** Task requirements **
Pick out every line of the material below that contains the string "hillside", and copy each of those lines. Case counts.

** Material provided **
-- -- --
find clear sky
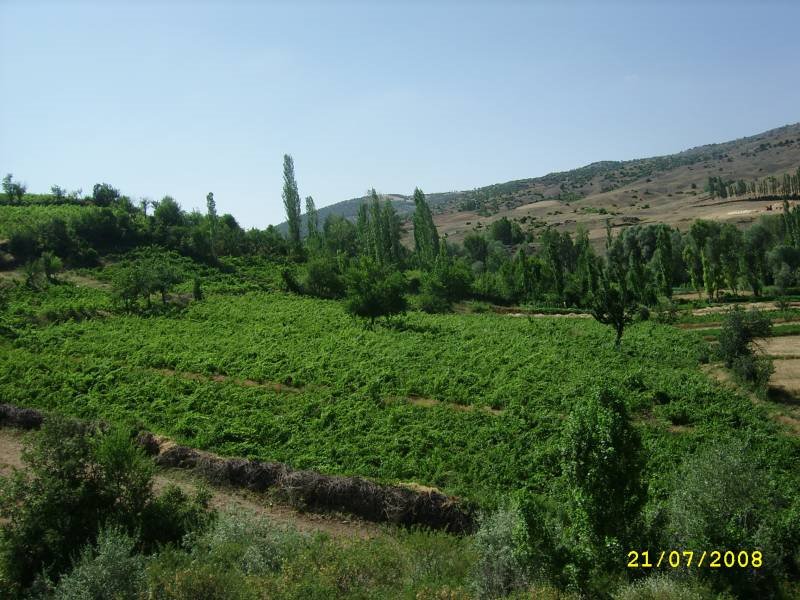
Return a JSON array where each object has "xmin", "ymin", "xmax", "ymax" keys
[{"xmin": 0, "ymin": 0, "xmax": 800, "ymax": 227}]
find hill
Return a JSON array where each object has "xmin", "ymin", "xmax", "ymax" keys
[{"xmin": 292, "ymin": 123, "xmax": 800, "ymax": 241}]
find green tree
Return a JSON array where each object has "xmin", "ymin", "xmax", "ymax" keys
[
  {"xmin": 412, "ymin": 188, "xmax": 439, "ymax": 266},
  {"xmin": 40, "ymin": 252, "xmax": 64, "ymax": 283},
  {"xmin": 3, "ymin": 173, "xmax": 27, "ymax": 204},
  {"xmin": 306, "ymin": 196, "xmax": 319, "ymax": 248},
  {"xmin": 283, "ymin": 154, "xmax": 300, "ymax": 252},
  {"xmin": 92, "ymin": 183, "xmax": 119, "ymax": 206},
  {"xmin": 206, "ymin": 192, "xmax": 217, "ymax": 261},
  {"xmin": 561, "ymin": 388, "xmax": 647, "ymax": 576},
  {"xmin": 0, "ymin": 416, "xmax": 211, "ymax": 598},
  {"xmin": 153, "ymin": 196, "xmax": 184, "ymax": 231},
  {"xmin": 592, "ymin": 274, "xmax": 636, "ymax": 348},
  {"xmin": 345, "ymin": 257, "xmax": 407, "ymax": 325}
]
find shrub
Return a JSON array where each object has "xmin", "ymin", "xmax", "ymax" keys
[
  {"xmin": 718, "ymin": 306, "xmax": 773, "ymax": 393},
  {"xmin": 0, "ymin": 416, "xmax": 211, "ymax": 596},
  {"xmin": 613, "ymin": 575, "xmax": 709, "ymax": 600},
  {"xmin": 52, "ymin": 528, "xmax": 146, "ymax": 600},
  {"xmin": 345, "ymin": 258, "xmax": 407, "ymax": 324},
  {"xmin": 655, "ymin": 298, "xmax": 678, "ymax": 325},
  {"xmin": 303, "ymin": 258, "xmax": 344, "ymax": 298},
  {"xmin": 562, "ymin": 388, "xmax": 647, "ymax": 550},
  {"xmin": 473, "ymin": 505, "xmax": 530, "ymax": 598},
  {"xmin": 148, "ymin": 550, "xmax": 259, "ymax": 600},
  {"xmin": 192, "ymin": 512, "xmax": 305, "ymax": 575},
  {"xmin": 667, "ymin": 441, "xmax": 798, "ymax": 597}
]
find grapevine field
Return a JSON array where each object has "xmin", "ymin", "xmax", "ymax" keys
[{"xmin": 0, "ymin": 275, "xmax": 800, "ymax": 507}]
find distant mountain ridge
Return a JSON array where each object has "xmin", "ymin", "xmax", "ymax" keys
[{"xmin": 279, "ymin": 123, "xmax": 800, "ymax": 239}]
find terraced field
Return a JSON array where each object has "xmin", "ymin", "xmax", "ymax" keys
[{"xmin": 0, "ymin": 284, "xmax": 800, "ymax": 505}]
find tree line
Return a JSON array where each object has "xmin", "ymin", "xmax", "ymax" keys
[
  {"xmin": 4, "ymin": 155, "xmax": 800, "ymax": 331},
  {"xmin": 706, "ymin": 167, "xmax": 800, "ymax": 200}
]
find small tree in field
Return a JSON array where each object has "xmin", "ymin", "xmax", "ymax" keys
[
  {"xmin": 41, "ymin": 252, "xmax": 64, "ymax": 283},
  {"xmin": 3, "ymin": 173, "xmax": 28, "ymax": 204},
  {"xmin": 719, "ymin": 306, "xmax": 774, "ymax": 393},
  {"xmin": 592, "ymin": 278, "xmax": 636, "ymax": 348},
  {"xmin": 561, "ymin": 388, "xmax": 647, "ymax": 584},
  {"xmin": 345, "ymin": 259, "xmax": 407, "ymax": 325}
]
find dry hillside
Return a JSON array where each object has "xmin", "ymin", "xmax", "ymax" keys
[{"xmin": 304, "ymin": 123, "xmax": 800, "ymax": 243}]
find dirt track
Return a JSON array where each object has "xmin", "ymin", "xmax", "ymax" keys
[{"xmin": 0, "ymin": 428, "xmax": 380, "ymax": 538}]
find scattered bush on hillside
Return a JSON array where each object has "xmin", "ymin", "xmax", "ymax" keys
[
  {"xmin": 561, "ymin": 388, "xmax": 647, "ymax": 585},
  {"xmin": 0, "ymin": 416, "xmax": 211, "ymax": 597},
  {"xmin": 303, "ymin": 258, "xmax": 345, "ymax": 299},
  {"xmin": 52, "ymin": 528, "xmax": 146, "ymax": 600},
  {"xmin": 473, "ymin": 504, "xmax": 532, "ymax": 598},
  {"xmin": 718, "ymin": 306, "xmax": 774, "ymax": 394},
  {"xmin": 345, "ymin": 258, "xmax": 407, "ymax": 326},
  {"xmin": 667, "ymin": 440, "xmax": 800, "ymax": 598},
  {"xmin": 613, "ymin": 574, "xmax": 711, "ymax": 600},
  {"xmin": 419, "ymin": 254, "xmax": 472, "ymax": 313}
]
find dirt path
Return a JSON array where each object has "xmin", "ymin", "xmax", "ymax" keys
[
  {"xmin": 758, "ymin": 335, "xmax": 800, "ymax": 358},
  {"xmin": 692, "ymin": 302, "xmax": 800, "ymax": 315},
  {"xmin": 0, "ymin": 428, "xmax": 381, "ymax": 539}
]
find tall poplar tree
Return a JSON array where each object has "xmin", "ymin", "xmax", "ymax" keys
[
  {"xmin": 283, "ymin": 154, "xmax": 300, "ymax": 250},
  {"xmin": 206, "ymin": 192, "xmax": 217, "ymax": 260},
  {"xmin": 306, "ymin": 196, "xmax": 319, "ymax": 244},
  {"xmin": 413, "ymin": 188, "xmax": 439, "ymax": 265}
]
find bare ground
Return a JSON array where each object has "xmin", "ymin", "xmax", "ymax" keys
[{"xmin": 0, "ymin": 428, "xmax": 381, "ymax": 538}]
-- -- --
** Exercise response **
find dry hillside
find scattered bush on hillside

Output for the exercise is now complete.